• _Aim_
Reproduce each of the following records word for word, keeping every line unchanged and in its original order.

------------------------------------------------

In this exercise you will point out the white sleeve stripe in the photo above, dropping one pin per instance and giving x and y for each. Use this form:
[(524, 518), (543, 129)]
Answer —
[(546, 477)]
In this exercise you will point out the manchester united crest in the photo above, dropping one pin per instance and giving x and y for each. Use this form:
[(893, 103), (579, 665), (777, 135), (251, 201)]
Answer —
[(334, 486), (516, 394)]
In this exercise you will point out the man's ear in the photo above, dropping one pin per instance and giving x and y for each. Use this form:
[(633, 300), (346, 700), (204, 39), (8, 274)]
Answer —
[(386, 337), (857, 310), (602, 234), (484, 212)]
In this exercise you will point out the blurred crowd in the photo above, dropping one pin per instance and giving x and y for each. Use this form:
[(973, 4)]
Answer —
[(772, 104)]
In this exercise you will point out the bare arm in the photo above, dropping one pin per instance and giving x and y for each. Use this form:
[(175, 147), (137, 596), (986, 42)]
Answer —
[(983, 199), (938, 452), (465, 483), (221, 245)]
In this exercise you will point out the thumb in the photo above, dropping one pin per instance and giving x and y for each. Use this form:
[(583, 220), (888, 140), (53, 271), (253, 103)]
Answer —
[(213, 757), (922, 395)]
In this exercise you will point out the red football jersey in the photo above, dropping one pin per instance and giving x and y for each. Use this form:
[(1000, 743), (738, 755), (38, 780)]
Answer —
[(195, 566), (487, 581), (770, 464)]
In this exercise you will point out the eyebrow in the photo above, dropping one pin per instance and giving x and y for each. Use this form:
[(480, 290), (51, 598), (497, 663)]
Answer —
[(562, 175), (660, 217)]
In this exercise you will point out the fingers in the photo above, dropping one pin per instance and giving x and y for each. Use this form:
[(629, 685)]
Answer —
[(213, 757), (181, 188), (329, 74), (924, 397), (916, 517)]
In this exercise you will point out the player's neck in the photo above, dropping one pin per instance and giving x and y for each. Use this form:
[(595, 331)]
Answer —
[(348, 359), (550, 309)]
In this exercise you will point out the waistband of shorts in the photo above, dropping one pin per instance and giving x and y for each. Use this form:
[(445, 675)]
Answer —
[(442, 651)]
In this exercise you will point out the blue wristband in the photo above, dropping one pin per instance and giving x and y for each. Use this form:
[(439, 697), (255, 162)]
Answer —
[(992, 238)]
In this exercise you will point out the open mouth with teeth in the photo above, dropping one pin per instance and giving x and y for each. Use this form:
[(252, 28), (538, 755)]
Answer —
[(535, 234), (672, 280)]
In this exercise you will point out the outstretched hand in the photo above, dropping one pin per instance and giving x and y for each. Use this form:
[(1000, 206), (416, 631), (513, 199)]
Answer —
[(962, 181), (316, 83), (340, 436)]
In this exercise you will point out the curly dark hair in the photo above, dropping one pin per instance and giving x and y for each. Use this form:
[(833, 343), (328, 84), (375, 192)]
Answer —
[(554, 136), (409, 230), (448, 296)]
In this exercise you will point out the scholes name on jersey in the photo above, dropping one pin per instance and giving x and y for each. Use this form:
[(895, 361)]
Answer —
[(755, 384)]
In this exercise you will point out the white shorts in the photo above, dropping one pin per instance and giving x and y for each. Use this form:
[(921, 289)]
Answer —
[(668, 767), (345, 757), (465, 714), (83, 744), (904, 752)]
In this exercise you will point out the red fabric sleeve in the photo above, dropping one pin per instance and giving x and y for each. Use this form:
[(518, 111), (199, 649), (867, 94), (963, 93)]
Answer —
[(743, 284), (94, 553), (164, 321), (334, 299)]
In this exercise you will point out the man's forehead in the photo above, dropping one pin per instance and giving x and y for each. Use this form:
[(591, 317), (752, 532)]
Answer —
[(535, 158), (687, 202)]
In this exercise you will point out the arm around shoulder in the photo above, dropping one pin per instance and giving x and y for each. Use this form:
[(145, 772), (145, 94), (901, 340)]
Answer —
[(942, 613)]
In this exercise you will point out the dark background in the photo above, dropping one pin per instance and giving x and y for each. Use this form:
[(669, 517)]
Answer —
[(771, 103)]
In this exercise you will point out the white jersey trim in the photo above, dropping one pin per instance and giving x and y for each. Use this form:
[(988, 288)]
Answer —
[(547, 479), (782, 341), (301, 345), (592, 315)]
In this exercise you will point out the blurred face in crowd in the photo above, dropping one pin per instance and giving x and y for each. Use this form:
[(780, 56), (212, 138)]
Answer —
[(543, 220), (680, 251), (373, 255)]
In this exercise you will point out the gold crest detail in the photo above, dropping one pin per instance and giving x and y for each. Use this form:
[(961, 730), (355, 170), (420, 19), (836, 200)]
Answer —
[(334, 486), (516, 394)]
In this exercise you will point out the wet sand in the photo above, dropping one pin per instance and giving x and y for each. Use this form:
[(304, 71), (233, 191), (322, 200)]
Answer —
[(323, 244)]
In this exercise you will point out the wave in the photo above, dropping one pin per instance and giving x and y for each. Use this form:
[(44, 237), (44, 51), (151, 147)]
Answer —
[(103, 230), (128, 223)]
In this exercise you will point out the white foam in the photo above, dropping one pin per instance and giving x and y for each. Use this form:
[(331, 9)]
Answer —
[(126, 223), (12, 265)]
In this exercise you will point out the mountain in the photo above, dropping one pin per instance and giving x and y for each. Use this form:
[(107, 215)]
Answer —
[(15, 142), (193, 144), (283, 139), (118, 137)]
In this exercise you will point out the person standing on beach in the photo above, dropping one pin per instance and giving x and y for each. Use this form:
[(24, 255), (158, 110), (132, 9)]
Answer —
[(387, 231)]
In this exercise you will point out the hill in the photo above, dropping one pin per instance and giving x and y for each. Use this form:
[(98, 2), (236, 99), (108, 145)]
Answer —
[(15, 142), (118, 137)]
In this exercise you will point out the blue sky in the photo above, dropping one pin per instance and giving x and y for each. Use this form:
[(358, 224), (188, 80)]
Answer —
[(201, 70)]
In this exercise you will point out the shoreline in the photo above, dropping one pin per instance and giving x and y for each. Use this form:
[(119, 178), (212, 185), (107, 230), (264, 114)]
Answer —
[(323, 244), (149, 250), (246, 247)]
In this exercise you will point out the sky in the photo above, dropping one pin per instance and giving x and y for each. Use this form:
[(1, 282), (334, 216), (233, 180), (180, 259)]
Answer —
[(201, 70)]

------------------------------------------------

• _Expected answer_
In this exercise you will point out the white sleeve stripe in the photo above, dropping one pin per instance and giving x and y for each. Use this form:
[(524, 518), (543, 129)]
Answer —
[(546, 477)]
In this exercise you will point out the manchester united crest in the photo above, dropping one pin per instance and giving x and y for each. Use this form:
[(893, 103), (579, 665), (777, 135), (251, 201)]
Answer —
[(334, 486), (516, 394)]
In this exercise you will point out the man's ear in the photo above, dropping one pin per instance and giving x and y for each. Use this form:
[(633, 300), (346, 700), (204, 39), (8, 274)]
Answer —
[(386, 337), (857, 310), (602, 234), (484, 212)]
In this exercise you will point out the blurred crowd in the photo above, dropping one pin per instance and giving x and y for each. Use this form:
[(973, 4)]
Answer —
[(772, 104)]
In this exercise you will point out the bare arm in the photo above, dropping one pin per instance and giving x and y for each. Use this form:
[(175, 147), (137, 596), (986, 42)]
Answer —
[(983, 199), (938, 452), (465, 483), (221, 245)]
In this exercise you will point out the thumb in the photo above, dropping one pin per instance and giving x and y for each. Use this form:
[(583, 220), (888, 140), (53, 271), (253, 103)]
Answer —
[(213, 757), (922, 395)]
In this exercise you will point out the red football jersey in the photo above, dropping one pin per instance and giving x and y for each. Use this form:
[(1000, 743), (738, 755), (38, 780)]
Answer —
[(195, 566), (487, 581), (770, 464)]
In this exercise you will point out the eyebrow in the photo above, dropping one pin per instance and giving x and y for each. Use this form:
[(480, 290), (51, 598), (497, 663)]
Answer —
[(562, 175), (660, 217)]
In this exercise you will point out the fingers in the photo above, dropping one pin per instance and giving x and y for each. Use this form:
[(629, 685)]
Answer —
[(213, 757), (181, 188), (329, 74), (924, 397), (916, 517)]
In this exercise you will point out the player's neck in the photo above, dropping one pin per instance and giving x and y for each. Use this form:
[(595, 331)]
Answer —
[(348, 359), (550, 309)]
In this exercise you will point out the waistband of shorts in the photo above, dropping one pin per instance and giving x and y for each. Use this form:
[(445, 675)]
Answer —
[(442, 651)]
In this exercise you will point out the blue wristband in the photo above, dropping one pin per instance and giving x and y for each. Use this form:
[(439, 697), (255, 162)]
Answer —
[(992, 238)]
In this exercise you will point out the open mouth with teeth in the photo above, dropping one pin per instance and giving x and y for each. Use this form:
[(252, 28), (538, 755)]
Answer —
[(535, 234), (672, 280)]
In this exercise you will point out the outstretched hand in the photo above, dropping one pin per instance and giving x and y for each. Use this form:
[(1000, 206), (416, 631), (513, 199)]
Answer —
[(962, 181), (316, 83), (340, 436)]
In this exercise you will point out the curly dark hair in the photo above, dropping one pin per instance and giving x and y for each. Use this form:
[(833, 343), (328, 84), (375, 192)]
Answer —
[(554, 136), (409, 230), (448, 296)]
In this exercise you will point out the scholes name on jersey in the photo above, dropping one pin per instance and giving x and y for each. Use this form:
[(895, 361)]
Answer —
[(755, 384)]
In this exercise you will point out the white shorts in the photo above, dropping one pin per instance and giving x and y for each. Use this form:
[(921, 289)]
Answer —
[(668, 767), (345, 757), (465, 714), (83, 744), (904, 752)]
In this exercise you will point out the red fabric sleeve in the photo above, dropping one pin per instance and giving x and y for each. Use this form:
[(518, 111), (199, 649), (867, 94), (963, 93)]
Answer —
[(743, 284), (94, 553), (164, 321), (334, 299)]
In this exercise you will point out the man's forehead in the photo above, dropping one pin per instance and giving x and y for each. Use this form:
[(591, 317), (752, 532)]
Answer —
[(535, 158), (687, 202)]
In this exercise you will point out the arm around shoulder in the photo above, dropping one pin per instance and giving x and y for each. Use this form:
[(145, 772), (145, 94), (901, 340)]
Answer —
[(942, 613)]
In this exercise you will point out the dark background in the photo above, dropping one pin per instance and giving x and y for each. Use this form:
[(669, 517)]
Answer —
[(771, 103)]
In this exercise you will point out the white jersey trim in the photo above, dropping one pin per instance and giving x and y for each. Use this form:
[(988, 288)]
Answer —
[(547, 479), (782, 341), (301, 345), (592, 315)]
In this exercise you will point out the blurred face in crowd in the photo above, dropping one pin per instance and giving x and y for each. Use this form:
[(780, 56), (212, 138)]
Answer —
[(543, 220), (680, 251), (373, 255)]
In this exercise you will point out the gold crest detail in the photo above, dropping one pin per instance and giving x and y for each. Use this form:
[(961, 730), (355, 170), (420, 19), (836, 200)]
Answer —
[(334, 486), (516, 394)]
In this exercise you will point out the wet sand in the photo above, dropping one pin per instance and giving x and y for each. Use this form:
[(304, 71), (233, 191), (322, 200)]
Answer —
[(323, 244)]
In this exercise you will point out the wave in the photo above, dropping one pin per instance and giving x and y for each. Use this form:
[(44, 237), (44, 51), (151, 147)]
Answer —
[(103, 230), (128, 223)]
In this exercise you will point out the white foam in the photo above, dropping one pin per instance and giving x and y for each. Use this form:
[(331, 9)]
Answer —
[(126, 223), (12, 265)]
In this exercise you will point out the mountain in the photo above, dropping one pin per instance and giving x and y for each. Use this form:
[(107, 215)]
Answer —
[(15, 142), (193, 144), (283, 139), (118, 137)]
In this exercise you will point out the person standing on beach in the photo above, dropping one pin per instance and giving x and y for each. Use this form:
[(24, 255), (158, 110), (132, 9)]
Answer —
[(387, 231)]
In this exercise you will point out the hill in the photo above, dropping one pin per instance and giving x and y for each. Use this form:
[(98, 2), (236, 99), (108, 145)]
Answer —
[(15, 142), (118, 137)]
In this exercise you will point out the blue sky in the photo above, dropping one pin per instance and giving x and y for each. Use this form:
[(358, 224), (188, 80)]
Answer —
[(201, 70)]
In this exercise you will point out the shoreline in the photo above, dropping one pin per instance and giving x and y for each. Use this form:
[(119, 178), (212, 185), (107, 230), (264, 114)]
Answer —
[(323, 244), (149, 250), (246, 247)]
In this exercise you will point out the sky in the photo above, dropping one pin per instance and giving x and y for each. Use this form:
[(1, 282), (334, 216), (233, 180), (180, 259)]
Answer —
[(201, 70)]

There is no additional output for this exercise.